# START OF Listed entries

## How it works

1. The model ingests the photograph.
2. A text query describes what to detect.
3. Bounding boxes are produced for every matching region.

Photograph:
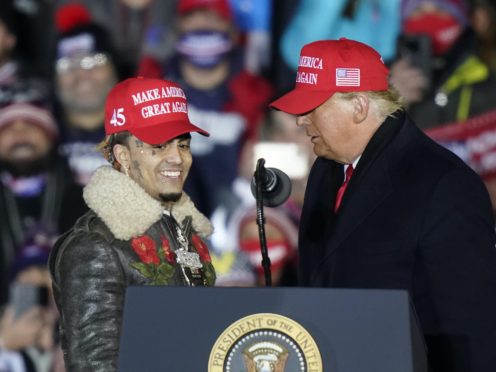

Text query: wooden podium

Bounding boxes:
[119,287,427,372]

# END OF Listed entries

• Directive
Rewrite the listing above as a JSON array of strings, one string per line, with blank lines dropped. Leave the picture out.

• Exercise response
[
  "## How it works",
  "1. The model ingests the photograph.",
  "2. A text query describes what to detect.",
  "3. Bounding boxes are produced for every matching region.",
  "Photograph:",
  "Text query: wooden podium",
  "Bounding boxes:",
  "[119,287,427,372]"
]